» Exercise
Reproduce the following lines word for word.
[START OF Task input]
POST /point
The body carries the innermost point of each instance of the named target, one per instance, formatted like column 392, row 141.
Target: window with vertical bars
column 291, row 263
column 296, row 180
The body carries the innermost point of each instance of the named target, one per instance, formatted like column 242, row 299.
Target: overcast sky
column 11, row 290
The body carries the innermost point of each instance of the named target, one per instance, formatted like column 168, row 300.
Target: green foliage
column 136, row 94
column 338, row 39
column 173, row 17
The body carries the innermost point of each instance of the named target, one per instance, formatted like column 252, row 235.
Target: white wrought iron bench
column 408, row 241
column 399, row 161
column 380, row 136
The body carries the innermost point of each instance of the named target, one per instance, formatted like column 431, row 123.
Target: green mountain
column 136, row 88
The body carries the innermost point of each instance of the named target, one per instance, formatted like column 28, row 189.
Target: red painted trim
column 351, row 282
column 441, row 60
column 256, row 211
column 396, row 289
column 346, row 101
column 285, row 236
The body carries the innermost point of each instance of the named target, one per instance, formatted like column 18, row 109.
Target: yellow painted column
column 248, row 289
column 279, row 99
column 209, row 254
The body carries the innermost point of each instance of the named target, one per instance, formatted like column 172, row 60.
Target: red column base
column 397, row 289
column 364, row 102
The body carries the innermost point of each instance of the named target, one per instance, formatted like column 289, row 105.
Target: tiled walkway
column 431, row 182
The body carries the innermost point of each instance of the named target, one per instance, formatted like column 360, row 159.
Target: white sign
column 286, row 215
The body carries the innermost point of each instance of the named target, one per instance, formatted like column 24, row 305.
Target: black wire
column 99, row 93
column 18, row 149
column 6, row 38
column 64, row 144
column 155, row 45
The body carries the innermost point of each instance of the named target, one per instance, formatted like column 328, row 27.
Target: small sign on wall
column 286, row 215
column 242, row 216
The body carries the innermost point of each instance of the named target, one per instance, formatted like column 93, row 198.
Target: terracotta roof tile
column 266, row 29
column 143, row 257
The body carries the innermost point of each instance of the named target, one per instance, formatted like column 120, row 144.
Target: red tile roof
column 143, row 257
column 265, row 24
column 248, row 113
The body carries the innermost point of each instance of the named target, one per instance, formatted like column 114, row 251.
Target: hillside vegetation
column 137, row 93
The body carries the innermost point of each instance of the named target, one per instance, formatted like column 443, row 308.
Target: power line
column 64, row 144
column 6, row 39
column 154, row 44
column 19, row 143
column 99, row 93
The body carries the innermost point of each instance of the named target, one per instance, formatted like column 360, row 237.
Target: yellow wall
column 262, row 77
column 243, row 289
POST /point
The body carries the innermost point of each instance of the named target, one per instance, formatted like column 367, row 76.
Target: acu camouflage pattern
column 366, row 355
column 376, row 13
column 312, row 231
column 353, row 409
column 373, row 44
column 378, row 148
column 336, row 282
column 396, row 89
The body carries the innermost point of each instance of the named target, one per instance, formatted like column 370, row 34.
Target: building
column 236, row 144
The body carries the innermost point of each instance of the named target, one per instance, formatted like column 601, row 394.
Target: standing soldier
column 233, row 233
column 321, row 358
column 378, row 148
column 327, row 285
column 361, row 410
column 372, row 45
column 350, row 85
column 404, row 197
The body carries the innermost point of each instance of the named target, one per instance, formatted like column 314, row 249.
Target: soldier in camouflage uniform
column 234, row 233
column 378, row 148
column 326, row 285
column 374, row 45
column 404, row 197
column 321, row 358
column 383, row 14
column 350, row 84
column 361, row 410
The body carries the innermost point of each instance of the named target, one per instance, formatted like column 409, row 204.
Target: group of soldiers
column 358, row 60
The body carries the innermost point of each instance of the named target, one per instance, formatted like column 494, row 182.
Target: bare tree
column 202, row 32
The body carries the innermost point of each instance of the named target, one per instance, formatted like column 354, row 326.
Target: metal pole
[END OF Task input]
» Answer
POST /point
The body carries the innermost point of each instance of the named target, one per instance, formatted like column 392, row 141.
Target: window with vertical bars
column 291, row 263
column 296, row 180
The body carries the innermost point of each instance of the named target, one per instance, formatted like column 242, row 299.
Target: overcast sky
column 11, row 290
The body carries the innermost point of each instance of the named target, one per instance, formatted like column 168, row 300.
Target: green foliage
column 136, row 94
column 338, row 39
column 173, row 17
The body carries the innermost point of each instance of the named target, one per instance, formatted like column 252, row 235.
Target: white wrought iron bench
column 408, row 241
column 399, row 161
column 380, row 136
The body carries the innermost point of each instance of the named target, one per instance, formatted like column 431, row 123.
Target: green mountain
column 136, row 88
The body carries the innermost point of each instance of the named target, one per instance, formatted like column 28, row 189.
Target: red painted trim
column 351, row 282
column 441, row 60
column 256, row 211
column 396, row 289
column 346, row 101
column 285, row 236
The body carries the innermost point of each instance of the named target, one per instance, formatted like column 18, row 109.
Target: yellow painted column
column 248, row 289
column 279, row 99
column 209, row 254
The body carries the innermost point of each instance of the named target, one per instance, formatted like column 172, row 60.
Target: red column base
column 397, row 289
column 364, row 102
The body carries the innermost point of each instance of the named target, one per instance, formatted like column 289, row 105.
Target: tiled walkway
column 431, row 182
The body carries the innermost point of each instance of the named target, one per instance, formatted like column 360, row 159.
Target: white sign
column 286, row 215
The body carries the innermost point of each instance of the named target, one per instance, formatted like column 24, row 305.
Target: black wire
column 99, row 93
column 18, row 149
column 6, row 38
column 64, row 144
column 155, row 45
The body carries the innermost point of each instance of the named target, one per instance, formatted like column 328, row 27.
Target: small sign on wall
column 286, row 215
column 242, row 216
The body carries the innermost point of each instance of the named target, one per instance, formatted like column 93, row 198.
Target: terracotta roof tile
column 266, row 29
column 143, row 257
The body carries the innermost point of each instance of the named target, one per instance, formatted like column 120, row 144.
Target: red tile roof
column 143, row 257
column 265, row 24
column 248, row 113
The body carries the innermost point of each instance of the named target, one per instance, formatted like column 114, row 251.
Target: hillside vegetation
column 137, row 93
The body carries the innermost point of each instance of the named target, one per instance, formatted like column 443, row 308.
Target: power line
column 64, row 144
column 6, row 39
column 154, row 44
column 19, row 143
column 99, row 93
The body carries the innermost point of each instance of the named target, one per instance, formatted like column 360, row 237.
Target: yellow wall
column 262, row 77
column 243, row 289
POST /point
The body carries the innermost point of each instance of the named target, one per instance, formatted like column 367, row 76.
Target: acu camouflage pattern
column 366, row 355
column 376, row 13
column 312, row 231
column 353, row 409
column 373, row 44
column 378, row 148
column 336, row 282
column 396, row 89
The body carries the innermost point of each instance of the named target, one per instance, formatted like column 370, row 34.
Target: building
column 236, row 144
The body carries the innermost point of each instance of the named target, one per instance, formatted like column 601, row 394.
Target: standing soldier
column 233, row 233
column 321, row 358
column 378, row 148
column 327, row 285
column 361, row 410
column 372, row 45
column 350, row 85
column 404, row 197
The body carries the innermost point of each instance of the named target, one per instance, formatted like column 314, row 249.
Target: soldier in camouflage uniform
column 234, row 233
column 378, row 148
column 326, row 285
column 374, row 45
column 404, row 197
column 321, row 358
column 383, row 14
column 350, row 84
column 361, row 410
The body carries the innermost point of each instance of the named target, one per instance, formatted like column 409, row 204.
Target: group of soldiers
column 358, row 60
The body carries the innermost point of each instance of the named target, one per instance, formatted like column 494, row 182.
Target: bare tree
column 202, row 32
The body carries the innermost point of each instance of the named target, one per instance, formatted like column 354, row 326.
Target: metal pole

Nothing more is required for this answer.